◆ **Text segment**:
In 2020 I read 141 books, very slightly up from last year.
I was not a Hugo voter but I did read all but one of the novel
nominees (except for the McGuire because I already know just how much
I don't get on with Seanan's writing) – and I enjoyed all of them.
(The one I remember most fondly now is Gideon the Ninth.)
But I liked none of them as well as the best eligible book that
somehow didn't get nominated for the Hugo: The Future of Another
Timeline, which still haunts me now.
In SF/F not eligible for the 2020 Hugo I enjoyed Kate Elliott's
Unconquerable Sun, and started to revisit some David Drake series
that I've read parts of before. I carried on with David Hambling's
excellent Lovecraftian series, and thank him again for the review copy
of Alien Stars. I finished off Carrie Vaughn's Kitty Norville
series, and enjoyed but didn't love it. And I read a whole lot of A.
T. Rain's Vorkosigan fanfic.
On the non-SFF side I finished off Charlotte MacLeod's main detective
series, and discovered that some of her other work might be rather
more to my taste. I've started an occasional reread of Georgette
Heyer, of whom I've been a fan for some years. I also enjoyed a few
romances by Alyssa Cole and others.
Non-fiction suffered slightly from the pandemic, as I'd been mixing
Book of the Week condensations in between the audiobooks I usually
listen to on long journeys… and I haven't been making long journeys.
But I did enjoy the full version of War Doctor (mostly as a
potential source for games), West with the Night was lovely, and On
the Clock is essential.
Books I gave up on, which therefore didn't get reviews:
Girl With Dove, Sally Bayley (2018): in theory about how reading
turned Bayley into the person she is, but for my taste too much dreary
through-the-eyes-of-a-child. So much impression, so little reliable
fact. It was probably very therapeutic for her to write it; it
reminded me of Cider with Rosie, and not in a good way. This was a
Book-of-the-Week condensation and I skipped it after the first
episode; perhaps it gets better.
Jane and the Unpleasantness at Scargrave Manor, Stephanie Barron
(1996): the idea of Jane Austen, Detective, does hold a slight appeal
for me, but if you're going to write the "lost notes and letters of
Jane Austen" you should at least be able to produce a convincing
pastiche of her style. (If I'd written this, I'd have put it in the
voice of her faithful Watson simply so that I didn't have to try to
produce a whole book of Austen-pastiche.)

◆ **Data section**:
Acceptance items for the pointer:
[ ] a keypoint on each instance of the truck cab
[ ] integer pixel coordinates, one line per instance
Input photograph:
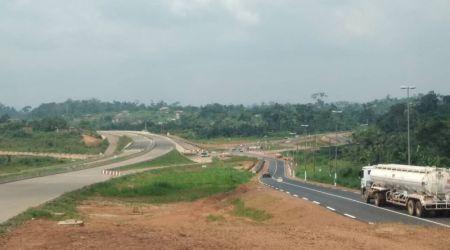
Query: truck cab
(364, 174)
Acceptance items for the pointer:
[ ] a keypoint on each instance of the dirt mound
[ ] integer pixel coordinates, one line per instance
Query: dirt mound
(91, 141)
(294, 224)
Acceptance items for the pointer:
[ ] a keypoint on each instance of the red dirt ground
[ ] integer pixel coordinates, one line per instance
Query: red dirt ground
(295, 224)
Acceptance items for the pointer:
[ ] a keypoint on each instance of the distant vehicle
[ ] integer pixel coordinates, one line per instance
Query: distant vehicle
(420, 190)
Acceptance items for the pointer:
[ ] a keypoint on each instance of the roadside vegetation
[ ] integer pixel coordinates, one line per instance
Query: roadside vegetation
(172, 158)
(320, 167)
(51, 135)
(21, 164)
(173, 184)
(122, 143)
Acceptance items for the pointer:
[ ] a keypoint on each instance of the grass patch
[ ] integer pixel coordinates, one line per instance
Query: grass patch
(21, 164)
(186, 183)
(122, 143)
(60, 208)
(215, 218)
(255, 214)
(324, 168)
(51, 142)
(172, 158)
(173, 184)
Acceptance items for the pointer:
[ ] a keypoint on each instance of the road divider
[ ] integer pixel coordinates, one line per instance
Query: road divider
(350, 216)
(111, 172)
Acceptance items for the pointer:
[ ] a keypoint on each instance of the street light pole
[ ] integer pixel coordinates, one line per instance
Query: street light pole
(306, 145)
(335, 148)
(408, 104)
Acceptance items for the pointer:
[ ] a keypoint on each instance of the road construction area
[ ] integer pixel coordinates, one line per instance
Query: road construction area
(210, 224)
(16, 197)
(344, 202)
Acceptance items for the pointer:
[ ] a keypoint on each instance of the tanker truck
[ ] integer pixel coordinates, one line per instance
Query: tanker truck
(421, 190)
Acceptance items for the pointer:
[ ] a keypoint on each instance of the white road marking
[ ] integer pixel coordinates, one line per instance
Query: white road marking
(370, 205)
(351, 216)
(362, 203)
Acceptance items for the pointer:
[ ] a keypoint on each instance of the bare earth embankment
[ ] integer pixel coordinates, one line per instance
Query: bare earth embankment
(210, 223)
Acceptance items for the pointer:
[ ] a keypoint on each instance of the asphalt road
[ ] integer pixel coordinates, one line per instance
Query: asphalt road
(342, 202)
(16, 197)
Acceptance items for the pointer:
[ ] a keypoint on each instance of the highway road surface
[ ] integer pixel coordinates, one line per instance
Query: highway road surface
(346, 203)
(16, 197)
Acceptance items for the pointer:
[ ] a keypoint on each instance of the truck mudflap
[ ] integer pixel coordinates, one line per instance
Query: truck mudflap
(437, 206)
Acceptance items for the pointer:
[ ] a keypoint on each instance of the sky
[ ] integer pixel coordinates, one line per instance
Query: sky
(226, 51)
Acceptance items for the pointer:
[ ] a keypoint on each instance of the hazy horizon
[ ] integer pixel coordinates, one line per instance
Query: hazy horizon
(226, 51)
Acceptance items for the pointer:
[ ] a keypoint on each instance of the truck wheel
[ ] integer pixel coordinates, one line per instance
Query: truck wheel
(410, 206)
(379, 199)
(420, 211)
(365, 196)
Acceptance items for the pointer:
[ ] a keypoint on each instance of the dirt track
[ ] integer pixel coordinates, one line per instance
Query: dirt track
(295, 224)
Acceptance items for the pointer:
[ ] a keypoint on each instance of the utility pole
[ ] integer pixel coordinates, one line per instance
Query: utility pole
(408, 104)
(335, 148)
(306, 145)
(314, 152)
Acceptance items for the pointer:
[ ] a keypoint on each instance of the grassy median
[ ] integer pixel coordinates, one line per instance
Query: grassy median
(172, 158)
(174, 184)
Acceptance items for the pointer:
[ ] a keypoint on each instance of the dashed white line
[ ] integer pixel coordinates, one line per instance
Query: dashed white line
(370, 205)
(350, 216)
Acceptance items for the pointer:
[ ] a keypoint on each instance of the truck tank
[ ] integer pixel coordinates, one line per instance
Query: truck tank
(413, 179)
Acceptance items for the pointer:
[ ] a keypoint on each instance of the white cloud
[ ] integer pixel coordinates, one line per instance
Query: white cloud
(235, 8)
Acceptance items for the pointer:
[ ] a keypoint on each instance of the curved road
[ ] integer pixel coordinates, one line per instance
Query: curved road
(342, 202)
(16, 197)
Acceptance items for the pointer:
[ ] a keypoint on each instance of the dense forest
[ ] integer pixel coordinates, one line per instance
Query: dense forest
(386, 139)
(379, 126)
(213, 120)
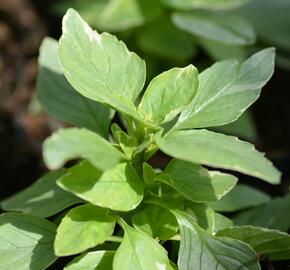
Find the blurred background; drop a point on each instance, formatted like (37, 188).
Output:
(166, 33)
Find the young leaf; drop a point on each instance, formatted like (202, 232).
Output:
(168, 94)
(203, 4)
(230, 86)
(156, 222)
(201, 251)
(156, 39)
(26, 242)
(43, 198)
(223, 28)
(119, 189)
(95, 260)
(99, 66)
(278, 209)
(119, 15)
(71, 143)
(235, 199)
(274, 244)
(148, 173)
(127, 142)
(60, 100)
(208, 219)
(83, 227)
(138, 251)
(217, 150)
(196, 183)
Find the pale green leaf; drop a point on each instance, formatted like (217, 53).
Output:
(83, 227)
(119, 188)
(273, 215)
(217, 150)
(60, 100)
(126, 142)
(148, 173)
(208, 219)
(196, 183)
(138, 251)
(156, 221)
(119, 15)
(204, 4)
(274, 244)
(244, 127)
(72, 143)
(168, 94)
(95, 260)
(157, 39)
(26, 242)
(99, 66)
(227, 89)
(202, 251)
(227, 29)
(43, 198)
(241, 197)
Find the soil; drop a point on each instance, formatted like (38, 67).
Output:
(23, 24)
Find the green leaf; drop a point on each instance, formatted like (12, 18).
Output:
(127, 142)
(230, 86)
(227, 29)
(138, 251)
(119, 15)
(217, 150)
(83, 227)
(99, 66)
(43, 198)
(156, 39)
(60, 100)
(196, 183)
(258, 13)
(156, 221)
(235, 199)
(168, 94)
(95, 260)
(26, 242)
(119, 189)
(72, 143)
(203, 4)
(148, 173)
(201, 251)
(208, 219)
(279, 218)
(274, 244)
(244, 127)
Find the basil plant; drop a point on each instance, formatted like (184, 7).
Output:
(110, 208)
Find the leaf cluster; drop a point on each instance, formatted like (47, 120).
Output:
(119, 209)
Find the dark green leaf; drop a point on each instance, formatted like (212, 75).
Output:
(60, 100)
(240, 197)
(95, 260)
(196, 183)
(156, 221)
(274, 244)
(274, 215)
(26, 242)
(217, 150)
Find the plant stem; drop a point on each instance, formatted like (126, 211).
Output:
(113, 238)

◆ **Assigned task 1**:
According to the 2020 reading review, how many books were read that year?
◆ **Assigned task 2**:
Using the 2020 reading review, explain why non-fiction reading suffered slightly that year.
◆ **Assigned task 3**:
Write the next part of the 2020 reading review, starting after its last sentence.
The rows are separate material and are not part of the 2020 reading review.

◆ **Result 1**:
141 books.

◆ **Result 2**:
Book of the Week condensations had usually been mixed in between the audiobooks listened to on long journeys. Because of the pandemic, no long journeys were being made, so less non-fiction was heard.

◆ **Result 3**:
The Sword of Moses, Dominic Selwood (2013): Congolese terrorists
steal what may be the actual Ark of the Covenant, and one brave
archaeologist has to go and authenticate it. In Kazakhstan? Sure, why
not. This was advertised as a more literate version of Dan Brown (not
hard), but it's rather too prone to one- or two-sentence paragraphs,
very short chapters, and superfluous adjectives (it's not just an
AK-47, it's a 7.62mm AK-47, and the transport helicopter is a
"US-101" even though that particular procurement was cancelled in 2009
and they don't exist, because extraneous detail apparently makes it
sound as if you Know Stuff). Selwood "studied at university in Oxford,
the Sorbonne, London, Poitiers, and Wales" (what, all of Wales?) but
his London seems straight out of a tourist guide. But hey, Templars
(who founded the French Foreign legion to give themselves a military
arm), Freemasons, Mossad, Wewelsburg, all that stuff, turn the handle
and out it plops. Should have known better really.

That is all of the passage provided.